--- Exercise input Enclosed Below ---
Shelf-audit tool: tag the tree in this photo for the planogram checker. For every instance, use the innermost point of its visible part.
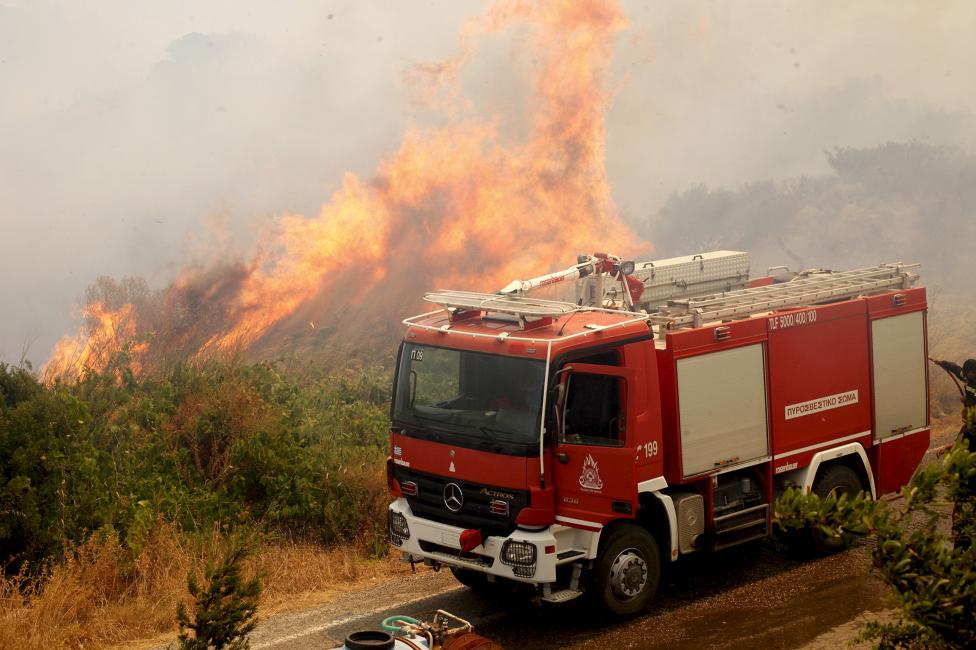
(225, 607)
(932, 574)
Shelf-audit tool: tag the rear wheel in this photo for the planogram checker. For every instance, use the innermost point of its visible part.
(627, 570)
(838, 480)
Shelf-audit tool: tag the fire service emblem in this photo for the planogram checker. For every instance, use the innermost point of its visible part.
(590, 475)
(453, 497)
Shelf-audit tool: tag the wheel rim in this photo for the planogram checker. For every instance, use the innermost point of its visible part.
(628, 574)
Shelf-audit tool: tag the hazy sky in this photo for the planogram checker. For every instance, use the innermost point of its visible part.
(128, 128)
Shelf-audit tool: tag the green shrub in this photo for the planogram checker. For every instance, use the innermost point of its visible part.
(932, 575)
(225, 607)
(242, 444)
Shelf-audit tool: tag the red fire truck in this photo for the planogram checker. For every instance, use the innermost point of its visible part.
(579, 447)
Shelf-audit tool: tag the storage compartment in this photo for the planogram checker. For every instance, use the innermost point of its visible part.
(900, 378)
(722, 409)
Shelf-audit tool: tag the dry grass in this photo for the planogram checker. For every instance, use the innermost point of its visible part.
(103, 595)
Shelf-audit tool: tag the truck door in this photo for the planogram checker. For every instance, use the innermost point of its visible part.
(594, 472)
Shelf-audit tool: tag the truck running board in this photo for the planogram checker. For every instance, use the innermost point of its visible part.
(742, 526)
(560, 596)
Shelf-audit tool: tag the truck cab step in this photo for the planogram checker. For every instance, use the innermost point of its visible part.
(561, 595)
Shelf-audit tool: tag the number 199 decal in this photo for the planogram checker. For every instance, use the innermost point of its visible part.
(646, 450)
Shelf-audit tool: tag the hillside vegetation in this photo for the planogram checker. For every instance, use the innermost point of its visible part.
(114, 487)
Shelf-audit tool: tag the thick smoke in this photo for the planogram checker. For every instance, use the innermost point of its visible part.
(125, 126)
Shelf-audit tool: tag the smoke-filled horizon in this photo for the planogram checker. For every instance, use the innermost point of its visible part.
(132, 134)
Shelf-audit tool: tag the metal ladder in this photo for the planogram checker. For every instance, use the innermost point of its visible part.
(810, 288)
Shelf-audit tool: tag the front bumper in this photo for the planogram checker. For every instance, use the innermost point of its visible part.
(434, 541)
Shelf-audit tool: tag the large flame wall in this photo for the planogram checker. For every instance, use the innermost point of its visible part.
(454, 207)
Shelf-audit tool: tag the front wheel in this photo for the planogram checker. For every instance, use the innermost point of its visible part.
(627, 571)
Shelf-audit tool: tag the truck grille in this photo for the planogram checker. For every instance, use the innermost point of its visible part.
(476, 510)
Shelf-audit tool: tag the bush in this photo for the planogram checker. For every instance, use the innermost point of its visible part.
(232, 443)
(225, 608)
(932, 575)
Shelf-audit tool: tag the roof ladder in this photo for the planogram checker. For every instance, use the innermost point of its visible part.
(810, 288)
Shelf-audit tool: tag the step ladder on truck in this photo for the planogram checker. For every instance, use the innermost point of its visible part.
(577, 447)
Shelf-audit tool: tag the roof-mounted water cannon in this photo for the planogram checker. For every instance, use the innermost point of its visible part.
(592, 267)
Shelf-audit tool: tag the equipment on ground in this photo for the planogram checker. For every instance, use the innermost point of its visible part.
(445, 631)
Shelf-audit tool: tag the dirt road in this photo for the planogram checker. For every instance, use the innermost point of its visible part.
(743, 598)
(751, 598)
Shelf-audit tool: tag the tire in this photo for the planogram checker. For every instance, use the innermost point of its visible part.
(627, 572)
(834, 479)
--- End of Enclosed Exercise input ---
■ Task to carry out:
Reprint each of the records exactly and skip the images.

■ Task answer:
Shelf-audit tool: tag the tree in this photo for the planogram checker. For every instance, use the innermost point of its visible part.
(225, 607)
(932, 574)
Shelf-audit tool: tag the rear wheel in this photo for the planogram checker. For every instance, use the innermost point of its visible part.
(627, 570)
(838, 480)
Shelf-audit tool: tag the fire service emblem in this photo for the planogram checker. For every instance, use the innermost point of its visible part.
(590, 475)
(453, 497)
Shelf-audit tool: tag the wheel rim in this photo for the planogram checker. For every instance, use the innermost point of its visible part.
(628, 574)
Shelf-audit tool: tag the hazy sky in this photo for the planogram checker. For every instance, use the innermost point of its visible part.
(128, 128)
Shelf-audit tool: tag the green shrub in this photo for the planogram checker. For every instance, use the innermost point of its visible part.
(932, 575)
(225, 607)
(242, 444)
Shelf-audit tool: tag the red fire truck in this photo for the planogram checker. For every instance, use the innermost point of its visible part.
(579, 447)
Shelf-audit tool: tag the storage compartment in this photo for the planogram checker. For every instance, use the innermost point of its visible part.
(900, 378)
(722, 409)
Shelf-audit tool: tag the dry grass in this photo for the planogram checker. For every instance, use the innermost point of its visible part.
(103, 595)
Shelf-audit tool: tag the truck door in this photo for the planogram checker. For every instance, use the innermost point of its visible part.
(594, 472)
Shelf-audit tool: tag the truck running board in this photo for the planogram checker. For every instance, use the innermost point of its visible part.
(742, 526)
(560, 596)
Shelf-audit tool: tag the truck cab step in this photo for the planogram checker. For every instance, use the innermost point of its visible part.
(561, 595)
Shelf-audit tool: tag the number 199 decal in this photo for the planogram checker. For every instance, use the innermost point of its visible part.
(646, 450)
Shelf-audit tool: tag the hillside vegetation in this photo for the planogram checker. For every instance, use the innermost point of its visible part.
(114, 487)
Shelf-audit tool: tag the thick smoke in this photo for the planogram checker. For every instance, use the innermost point of its visible part.
(125, 126)
Shelf-audit tool: tag the smoke-filled horizon in this photo for the planogram checker. For every instance, use the innermost point of its visible part.
(132, 134)
Shelf-audit tool: tag the metal ladder in this photo for the planogram checker. For every instance, use the innermost point of its visible part.
(810, 288)
Shelf-audit tool: tag the front bumper in this photo for the planogram checker. For every instance, use the innermost point of its visible part.
(434, 541)
Shelf-audit tool: tag the large flame wall in this photo for the planogram checker. For every instance, use the innermost point of its visible part.
(454, 207)
Shelf-audit tool: tag the front wheel in this photo for the planogram checker. For every instance, use the innermost point of its visible part.
(627, 571)
Shelf-audit tool: tag the truck grille in this photo for the planogram checker. For every instance, use the innermost point of its visible part.
(476, 510)
Shelf-audit tool: tag the bush in this photo for the planogram checker. For every instance, use the innermost point of its visible part.
(232, 443)
(225, 608)
(932, 575)
Shelf-audit tool: tag the roof ladder in this photo for the planogram checker. For every instance, use the innermost point of its visible part.
(810, 288)
Shelf-audit tool: tag the step ladder on truck in this photo for the planogram checker. For every instance, use the innermost point of its visible part.
(577, 447)
Shelf-audit tool: tag the roof-mounted water cannon in this photo for the planogram checker. For every instance, use the innermost point of its visible part.
(592, 267)
Shelf-audit tool: tag the equipment on ground in this photo for the planogram checker. For every instance, use the innermost point of its visible part.
(445, 631)
Shelf-audit tool: tag the dirt road in this photo for the planogram checker. For every instance, use the innermost point of its visible part.
(743, 598)
(751, 598)
Shelf-audit tool: tag the tire in this photo for the planogram checker. For every instance, use the innermost point of its visible part.
(627, 572)
(834, 479)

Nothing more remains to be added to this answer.